#### [TASK DETAILS]
Locate every line in the records below that contains the string "silver" and copy each such line in full. Matching is case-sensitive.

#### [DATASET CONTENT]
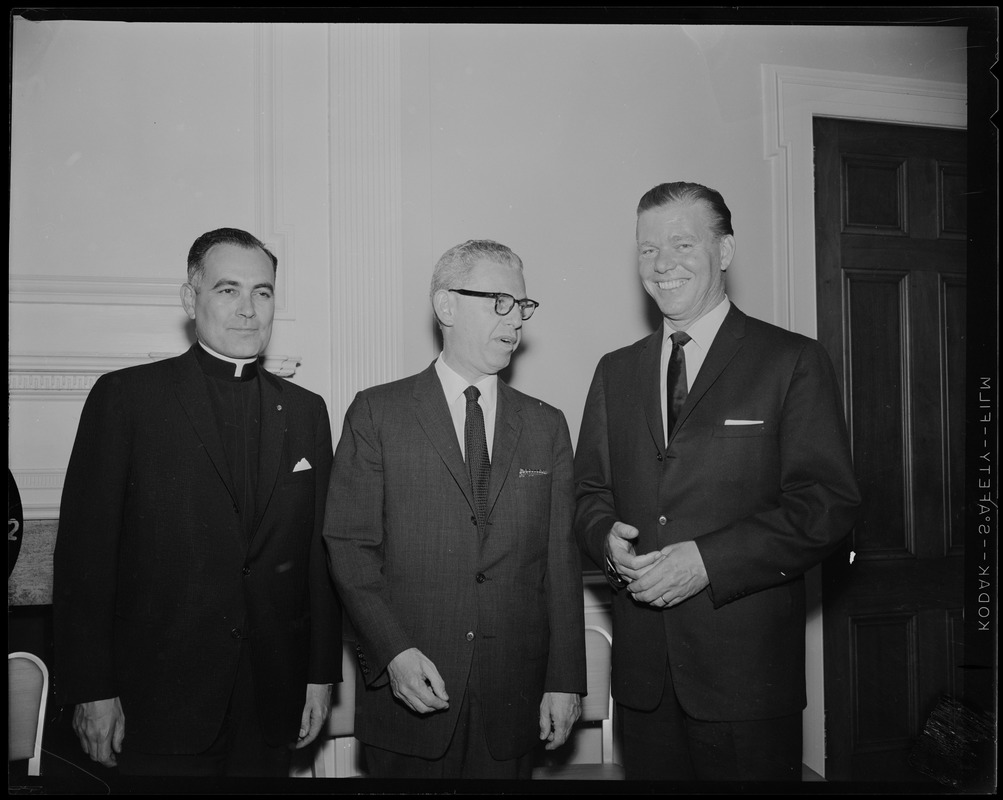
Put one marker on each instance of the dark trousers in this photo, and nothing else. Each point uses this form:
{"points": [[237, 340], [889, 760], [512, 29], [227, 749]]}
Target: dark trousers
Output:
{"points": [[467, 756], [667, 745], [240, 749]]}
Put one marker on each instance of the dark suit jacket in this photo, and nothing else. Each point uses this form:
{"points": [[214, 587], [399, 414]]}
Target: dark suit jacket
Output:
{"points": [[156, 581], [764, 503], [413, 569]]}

* * *

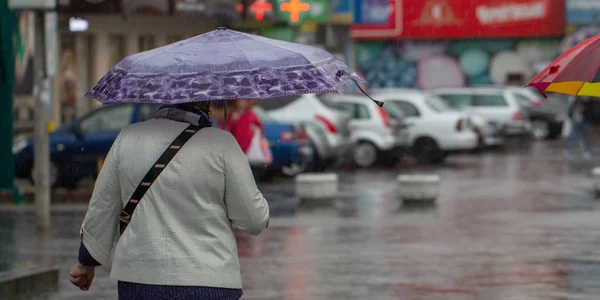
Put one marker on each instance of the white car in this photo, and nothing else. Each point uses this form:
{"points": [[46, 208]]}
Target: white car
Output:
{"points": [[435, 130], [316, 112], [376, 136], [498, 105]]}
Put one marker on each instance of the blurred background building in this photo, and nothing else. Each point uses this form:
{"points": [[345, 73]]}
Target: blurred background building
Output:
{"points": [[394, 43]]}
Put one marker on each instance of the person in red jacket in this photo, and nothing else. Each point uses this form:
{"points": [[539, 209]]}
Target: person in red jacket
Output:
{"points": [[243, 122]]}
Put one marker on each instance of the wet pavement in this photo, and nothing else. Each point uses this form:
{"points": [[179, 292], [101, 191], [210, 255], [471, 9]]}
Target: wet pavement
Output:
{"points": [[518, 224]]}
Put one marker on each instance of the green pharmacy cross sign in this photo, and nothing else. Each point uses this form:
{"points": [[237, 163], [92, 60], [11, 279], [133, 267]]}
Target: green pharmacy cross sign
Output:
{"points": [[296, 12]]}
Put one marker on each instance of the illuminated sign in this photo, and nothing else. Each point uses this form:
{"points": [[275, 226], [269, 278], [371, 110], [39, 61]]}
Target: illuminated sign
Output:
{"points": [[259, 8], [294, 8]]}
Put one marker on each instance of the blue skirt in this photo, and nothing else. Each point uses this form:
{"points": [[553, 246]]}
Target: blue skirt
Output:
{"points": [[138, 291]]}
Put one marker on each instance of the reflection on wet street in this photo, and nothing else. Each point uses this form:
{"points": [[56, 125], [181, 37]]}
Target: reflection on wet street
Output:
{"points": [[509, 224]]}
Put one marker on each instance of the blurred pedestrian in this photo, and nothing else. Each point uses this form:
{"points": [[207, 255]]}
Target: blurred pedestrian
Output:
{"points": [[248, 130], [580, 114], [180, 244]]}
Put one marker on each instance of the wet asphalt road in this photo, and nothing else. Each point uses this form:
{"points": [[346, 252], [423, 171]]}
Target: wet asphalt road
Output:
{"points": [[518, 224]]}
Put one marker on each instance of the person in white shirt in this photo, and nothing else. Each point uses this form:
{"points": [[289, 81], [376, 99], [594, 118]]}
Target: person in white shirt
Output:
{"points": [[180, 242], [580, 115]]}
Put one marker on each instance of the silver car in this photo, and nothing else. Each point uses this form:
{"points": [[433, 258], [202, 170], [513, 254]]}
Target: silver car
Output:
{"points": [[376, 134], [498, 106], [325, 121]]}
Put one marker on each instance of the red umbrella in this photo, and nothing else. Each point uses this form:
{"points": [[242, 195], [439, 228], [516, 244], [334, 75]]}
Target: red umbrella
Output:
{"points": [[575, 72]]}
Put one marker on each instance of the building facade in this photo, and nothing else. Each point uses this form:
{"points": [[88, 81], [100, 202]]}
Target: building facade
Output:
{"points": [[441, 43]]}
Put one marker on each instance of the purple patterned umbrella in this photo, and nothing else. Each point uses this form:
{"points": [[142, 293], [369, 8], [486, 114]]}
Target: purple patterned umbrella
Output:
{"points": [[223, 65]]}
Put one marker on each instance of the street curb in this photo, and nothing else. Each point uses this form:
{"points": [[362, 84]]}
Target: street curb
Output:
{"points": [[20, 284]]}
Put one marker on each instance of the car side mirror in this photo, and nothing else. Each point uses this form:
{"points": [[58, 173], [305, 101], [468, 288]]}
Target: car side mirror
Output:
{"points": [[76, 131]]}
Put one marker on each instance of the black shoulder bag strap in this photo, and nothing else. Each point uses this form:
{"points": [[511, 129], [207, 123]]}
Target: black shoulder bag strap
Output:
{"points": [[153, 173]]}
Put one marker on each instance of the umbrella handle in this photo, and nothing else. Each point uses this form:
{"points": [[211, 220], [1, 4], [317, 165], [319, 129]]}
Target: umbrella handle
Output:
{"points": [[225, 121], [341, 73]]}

#### [SOLUTION TO THE EXERCISE]
Put one marker on each instance of the silver car in this photo, and nothing else. Each point uses this form:
Target: silver car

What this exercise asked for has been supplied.